(PROBLEM SET)
• 1. In the patch email, how many tries does the fix allow before it breaks out of the clone range loop?
• 2. In the patch email, list every function or macro name that is called with parentheses in the added lines (the lines marked with "+").
• 3. Rewrite the patch email between "On Wed, Apr" and "VMs with generic/457.", inclusive, putting "cycle" in place of "loop".
>> begin TEXT
On Wed, Apr 08, 2020 at 11:36:04AM +0100, fdmanana@xxxxxxxxxx wrote:
> From: Filipe Manana <fdmanana@xxxxxxxx>
>
> While running generic/457 I've had fsx taking a lot of CPU time and not
> making any progress for over an hour. Attaching gdb to the fsx process
> revealed that fsx was in the loop that generates the ranges for a clone
> operation, in particular the loop seemed to never end because the range
> defined by 'offset2' kept overlapping with the range defined by 'offset'.
> So far this happened two times in one of my test VMs with generic/457.
>
> Fix this by breaking out of the loop after trying 30 times, like we
> currently do for dedupe operations, which results in logging the operation
> as skipped.
>
> Signed-off-by: Filipe Manana <fdmanana@xxxxxxxx>
> ---
Reviewed-by: Brian Foster <bfoster@xxxxxxxxxx>
> ltp/fsx.c | 28 ++++++++++++++++++----------
> 1 file changed, 18 insertions(+), 10 deletions(-)
>
> diff --git a/ltp/fsx.c b/ltp/fsx.c
> index fa383c94..5949ebf0 100644
> --- a/ltp/fsx.c
> +++ b/ltp/fsx.c
> @@ -2004,16 +2004,24 @@ test(void)
> keep_size = random() % 2;
> break;
> case OP_CLONE_RANGE:
> - TRIM_OFF_LEN(offset, size, file_size);
> - offset = offset & ~(block_size - 1);
> - size = size & ~(block_size - 1);
> - do {
> - offset2 = random();
> - TRIM_OFF(offset2, maxfilelen);
> - offset2 = offset2 & ~(block_size - 1);
> - } while (range_overlaps(offset, offset2, size) ||
> - offset2 + size > maxfilelen);
> - break;
> + {
> + int tries = 0;
> +
> + TRIM_OFF_LEN(offset, size, file_size);
> + offset = offset & ~(block_size - 1);
> + size = size & ~(block_size - 1);
> + do {
> + if (tries++ >= 30) {
> + size = 0;
> + break;
> + }
> + offset2 = random();
> + TRIM_OFF(offset2, maxfilelen);
> + offset2 = offset2 & ~(block_size - 1);
> + } while (range_overlaps(offset, offset2, size) ||
> + offset2 + size > maxfilelen);
> + break;
> + }
> case OP_DEDUPE_RANGE:
> {
> int tries = 0;
> --
> 2.11.0
>
>> end TEXT
>> begin DATA SECTION
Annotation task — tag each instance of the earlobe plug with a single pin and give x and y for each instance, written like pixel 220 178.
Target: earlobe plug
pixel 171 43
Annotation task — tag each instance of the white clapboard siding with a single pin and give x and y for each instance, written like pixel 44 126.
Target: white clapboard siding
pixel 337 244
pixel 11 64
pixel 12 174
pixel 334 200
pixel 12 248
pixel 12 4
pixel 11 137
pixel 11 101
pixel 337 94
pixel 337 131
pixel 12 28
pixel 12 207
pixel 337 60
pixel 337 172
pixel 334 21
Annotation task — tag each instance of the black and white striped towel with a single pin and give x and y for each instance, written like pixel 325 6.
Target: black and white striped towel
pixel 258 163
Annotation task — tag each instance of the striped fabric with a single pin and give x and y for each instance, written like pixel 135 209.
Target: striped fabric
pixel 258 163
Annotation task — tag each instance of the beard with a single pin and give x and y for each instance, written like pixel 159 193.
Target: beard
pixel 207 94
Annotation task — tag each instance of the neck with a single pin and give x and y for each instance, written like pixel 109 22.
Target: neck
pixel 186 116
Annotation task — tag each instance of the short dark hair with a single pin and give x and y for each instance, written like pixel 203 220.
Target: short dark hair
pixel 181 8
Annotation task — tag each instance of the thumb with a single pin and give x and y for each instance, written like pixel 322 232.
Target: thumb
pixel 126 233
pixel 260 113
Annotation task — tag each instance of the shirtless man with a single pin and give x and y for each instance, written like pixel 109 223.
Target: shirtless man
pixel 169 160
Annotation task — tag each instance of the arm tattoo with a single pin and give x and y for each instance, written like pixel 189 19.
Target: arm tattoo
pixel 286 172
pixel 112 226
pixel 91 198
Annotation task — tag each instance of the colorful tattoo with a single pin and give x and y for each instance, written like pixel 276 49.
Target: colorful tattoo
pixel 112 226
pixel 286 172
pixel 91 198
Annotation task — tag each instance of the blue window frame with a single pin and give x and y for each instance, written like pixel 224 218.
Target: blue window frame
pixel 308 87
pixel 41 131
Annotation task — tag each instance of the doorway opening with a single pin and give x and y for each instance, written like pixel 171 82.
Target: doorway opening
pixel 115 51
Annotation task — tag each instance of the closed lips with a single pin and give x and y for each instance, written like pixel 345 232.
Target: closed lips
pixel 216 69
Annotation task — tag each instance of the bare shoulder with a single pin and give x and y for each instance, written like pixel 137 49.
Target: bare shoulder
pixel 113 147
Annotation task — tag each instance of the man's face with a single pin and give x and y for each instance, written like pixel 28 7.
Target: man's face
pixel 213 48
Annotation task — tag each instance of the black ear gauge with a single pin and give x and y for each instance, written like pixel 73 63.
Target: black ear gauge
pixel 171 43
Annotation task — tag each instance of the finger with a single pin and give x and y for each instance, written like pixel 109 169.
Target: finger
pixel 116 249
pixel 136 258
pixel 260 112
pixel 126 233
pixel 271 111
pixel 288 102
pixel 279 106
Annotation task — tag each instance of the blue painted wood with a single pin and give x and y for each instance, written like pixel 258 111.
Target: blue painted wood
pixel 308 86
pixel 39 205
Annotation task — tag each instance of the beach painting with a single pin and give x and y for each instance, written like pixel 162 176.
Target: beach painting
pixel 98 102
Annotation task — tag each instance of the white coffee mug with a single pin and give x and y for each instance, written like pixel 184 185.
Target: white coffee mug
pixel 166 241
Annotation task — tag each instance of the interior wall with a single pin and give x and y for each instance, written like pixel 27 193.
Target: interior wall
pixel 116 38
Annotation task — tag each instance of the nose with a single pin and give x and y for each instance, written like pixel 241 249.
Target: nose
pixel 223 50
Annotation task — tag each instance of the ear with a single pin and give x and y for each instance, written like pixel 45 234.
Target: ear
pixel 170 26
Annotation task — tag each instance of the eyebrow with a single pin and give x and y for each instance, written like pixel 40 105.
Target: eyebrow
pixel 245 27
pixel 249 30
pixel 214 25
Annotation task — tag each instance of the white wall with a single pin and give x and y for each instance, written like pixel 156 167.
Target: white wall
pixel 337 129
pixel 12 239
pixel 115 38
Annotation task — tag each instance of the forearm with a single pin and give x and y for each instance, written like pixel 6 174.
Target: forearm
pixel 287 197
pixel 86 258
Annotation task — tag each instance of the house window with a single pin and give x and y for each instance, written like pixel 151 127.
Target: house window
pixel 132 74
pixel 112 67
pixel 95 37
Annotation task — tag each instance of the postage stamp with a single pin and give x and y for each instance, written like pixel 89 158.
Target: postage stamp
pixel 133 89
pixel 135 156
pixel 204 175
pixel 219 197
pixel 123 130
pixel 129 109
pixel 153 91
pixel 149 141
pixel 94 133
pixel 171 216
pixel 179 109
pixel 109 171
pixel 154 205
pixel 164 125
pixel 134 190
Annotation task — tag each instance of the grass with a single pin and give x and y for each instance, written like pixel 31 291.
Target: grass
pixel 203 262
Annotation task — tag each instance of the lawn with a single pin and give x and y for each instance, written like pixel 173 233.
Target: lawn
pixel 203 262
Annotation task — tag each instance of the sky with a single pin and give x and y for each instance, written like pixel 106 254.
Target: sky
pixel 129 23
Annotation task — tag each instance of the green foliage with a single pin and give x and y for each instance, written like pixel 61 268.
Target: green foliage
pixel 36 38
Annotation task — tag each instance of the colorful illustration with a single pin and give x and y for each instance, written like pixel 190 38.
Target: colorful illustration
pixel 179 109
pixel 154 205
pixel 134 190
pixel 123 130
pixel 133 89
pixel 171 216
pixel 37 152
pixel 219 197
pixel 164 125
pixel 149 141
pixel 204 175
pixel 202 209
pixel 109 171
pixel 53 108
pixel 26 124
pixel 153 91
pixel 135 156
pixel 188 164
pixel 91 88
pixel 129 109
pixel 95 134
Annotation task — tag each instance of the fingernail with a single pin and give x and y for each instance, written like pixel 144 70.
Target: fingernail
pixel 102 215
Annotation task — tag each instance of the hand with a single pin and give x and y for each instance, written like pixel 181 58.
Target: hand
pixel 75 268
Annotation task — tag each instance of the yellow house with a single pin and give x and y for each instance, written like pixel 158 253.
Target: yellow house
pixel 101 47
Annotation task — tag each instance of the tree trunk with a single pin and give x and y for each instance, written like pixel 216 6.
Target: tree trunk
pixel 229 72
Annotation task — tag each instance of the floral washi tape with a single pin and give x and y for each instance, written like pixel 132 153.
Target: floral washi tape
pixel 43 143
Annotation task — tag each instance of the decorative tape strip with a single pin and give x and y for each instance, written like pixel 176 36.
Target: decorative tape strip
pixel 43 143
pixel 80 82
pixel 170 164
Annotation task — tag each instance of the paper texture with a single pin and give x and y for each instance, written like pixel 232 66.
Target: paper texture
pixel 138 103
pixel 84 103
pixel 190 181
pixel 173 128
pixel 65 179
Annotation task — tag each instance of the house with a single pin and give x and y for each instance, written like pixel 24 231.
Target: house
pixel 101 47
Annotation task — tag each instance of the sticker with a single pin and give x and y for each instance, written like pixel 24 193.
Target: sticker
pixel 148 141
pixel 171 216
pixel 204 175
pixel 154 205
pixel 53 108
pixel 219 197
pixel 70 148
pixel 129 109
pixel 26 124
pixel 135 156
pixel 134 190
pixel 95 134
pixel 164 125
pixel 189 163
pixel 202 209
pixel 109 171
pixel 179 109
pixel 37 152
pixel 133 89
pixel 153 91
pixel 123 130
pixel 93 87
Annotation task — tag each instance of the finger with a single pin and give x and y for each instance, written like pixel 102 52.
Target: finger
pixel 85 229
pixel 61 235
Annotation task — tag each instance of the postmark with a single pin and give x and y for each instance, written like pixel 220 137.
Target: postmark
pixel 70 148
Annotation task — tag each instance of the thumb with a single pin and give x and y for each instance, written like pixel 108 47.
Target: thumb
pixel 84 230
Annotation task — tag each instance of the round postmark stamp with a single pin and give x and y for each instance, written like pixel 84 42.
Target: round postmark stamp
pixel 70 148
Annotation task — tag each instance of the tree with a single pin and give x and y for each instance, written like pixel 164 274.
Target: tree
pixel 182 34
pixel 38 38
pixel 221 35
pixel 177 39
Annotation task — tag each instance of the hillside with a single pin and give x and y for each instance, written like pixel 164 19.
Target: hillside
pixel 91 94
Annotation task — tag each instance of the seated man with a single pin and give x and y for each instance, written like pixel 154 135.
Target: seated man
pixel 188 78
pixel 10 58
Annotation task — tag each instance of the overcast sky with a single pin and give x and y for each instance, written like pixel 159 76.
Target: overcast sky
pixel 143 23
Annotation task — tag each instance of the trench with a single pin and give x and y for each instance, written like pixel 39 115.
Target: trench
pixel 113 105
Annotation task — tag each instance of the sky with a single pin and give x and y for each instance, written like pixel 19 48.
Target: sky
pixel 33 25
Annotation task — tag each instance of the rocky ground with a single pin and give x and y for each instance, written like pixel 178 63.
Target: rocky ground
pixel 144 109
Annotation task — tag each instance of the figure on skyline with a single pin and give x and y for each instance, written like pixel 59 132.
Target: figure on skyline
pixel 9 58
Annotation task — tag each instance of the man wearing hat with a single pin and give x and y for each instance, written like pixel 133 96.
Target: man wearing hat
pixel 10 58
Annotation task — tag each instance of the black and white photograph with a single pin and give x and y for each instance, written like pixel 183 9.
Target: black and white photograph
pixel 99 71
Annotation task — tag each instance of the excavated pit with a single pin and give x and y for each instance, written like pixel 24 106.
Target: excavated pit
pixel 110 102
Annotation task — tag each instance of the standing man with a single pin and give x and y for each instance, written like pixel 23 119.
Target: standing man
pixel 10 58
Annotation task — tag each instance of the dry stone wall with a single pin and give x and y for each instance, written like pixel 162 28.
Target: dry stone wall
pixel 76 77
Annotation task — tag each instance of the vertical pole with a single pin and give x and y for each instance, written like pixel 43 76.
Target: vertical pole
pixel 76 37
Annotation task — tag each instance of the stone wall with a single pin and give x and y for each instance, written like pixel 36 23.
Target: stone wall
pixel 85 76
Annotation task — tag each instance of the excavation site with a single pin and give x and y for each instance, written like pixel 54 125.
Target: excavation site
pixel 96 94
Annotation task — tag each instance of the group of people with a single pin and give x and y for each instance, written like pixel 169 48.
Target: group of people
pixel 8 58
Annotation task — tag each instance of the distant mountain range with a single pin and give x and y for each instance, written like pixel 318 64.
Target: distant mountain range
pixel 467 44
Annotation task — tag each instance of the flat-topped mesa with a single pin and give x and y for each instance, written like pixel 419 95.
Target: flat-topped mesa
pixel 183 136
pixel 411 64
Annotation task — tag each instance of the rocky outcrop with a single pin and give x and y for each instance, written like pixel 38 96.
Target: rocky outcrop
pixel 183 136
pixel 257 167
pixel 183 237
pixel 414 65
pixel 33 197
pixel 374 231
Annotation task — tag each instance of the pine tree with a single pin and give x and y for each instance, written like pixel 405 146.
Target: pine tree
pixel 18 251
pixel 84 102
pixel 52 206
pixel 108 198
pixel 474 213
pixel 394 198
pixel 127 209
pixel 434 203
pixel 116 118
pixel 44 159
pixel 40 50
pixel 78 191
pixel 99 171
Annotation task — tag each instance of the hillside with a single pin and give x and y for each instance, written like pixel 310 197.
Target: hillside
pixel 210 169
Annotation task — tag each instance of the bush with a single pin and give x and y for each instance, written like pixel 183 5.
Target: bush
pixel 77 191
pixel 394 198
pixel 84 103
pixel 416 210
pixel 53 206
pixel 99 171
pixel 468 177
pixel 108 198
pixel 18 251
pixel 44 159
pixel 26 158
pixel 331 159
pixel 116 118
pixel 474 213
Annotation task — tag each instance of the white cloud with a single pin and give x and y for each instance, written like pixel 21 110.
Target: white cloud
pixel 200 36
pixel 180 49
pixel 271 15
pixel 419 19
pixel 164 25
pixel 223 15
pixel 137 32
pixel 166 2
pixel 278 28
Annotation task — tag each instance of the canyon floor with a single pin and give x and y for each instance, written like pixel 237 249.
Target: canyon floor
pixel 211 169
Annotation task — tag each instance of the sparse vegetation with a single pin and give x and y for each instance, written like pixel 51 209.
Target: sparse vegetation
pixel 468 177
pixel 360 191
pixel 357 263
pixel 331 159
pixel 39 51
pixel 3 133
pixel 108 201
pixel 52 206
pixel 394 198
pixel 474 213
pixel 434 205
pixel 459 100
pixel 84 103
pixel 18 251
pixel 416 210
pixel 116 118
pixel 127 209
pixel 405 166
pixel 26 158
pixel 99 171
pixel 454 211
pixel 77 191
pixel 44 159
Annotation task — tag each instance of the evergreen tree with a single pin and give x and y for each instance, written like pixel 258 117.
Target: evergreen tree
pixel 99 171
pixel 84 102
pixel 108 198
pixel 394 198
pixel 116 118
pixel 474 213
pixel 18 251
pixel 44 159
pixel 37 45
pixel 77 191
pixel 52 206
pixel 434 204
>> end DATA SECTION
(RESULTS OF THE TASKS)
• 1. 30 tries

• 2. TRIM_OFF_LEN, random, TRIM_OFF, range_overlaps

• 3.
On Wed, Apr 08, 2020 at 11:36:04AM +0100, fdmanana@xxxxxxxxxx wrote:
> From: Filipe Manana <fdmanana@xxxxxxxx>
>
> While running generic/457 I've had fsx taking a lot of CPU time and not
> making any progress for over an hour. Attaching gdb to the fsx process
> revealed that fsx was in the cycle that generates the ranges for a clone
> operation, in particular the cycle seemed to never end because the range
> defined by 'offset2' kept overlapping with the range defined by 'offset'.
> So far this happened two times in one of my test VMs with generic/457.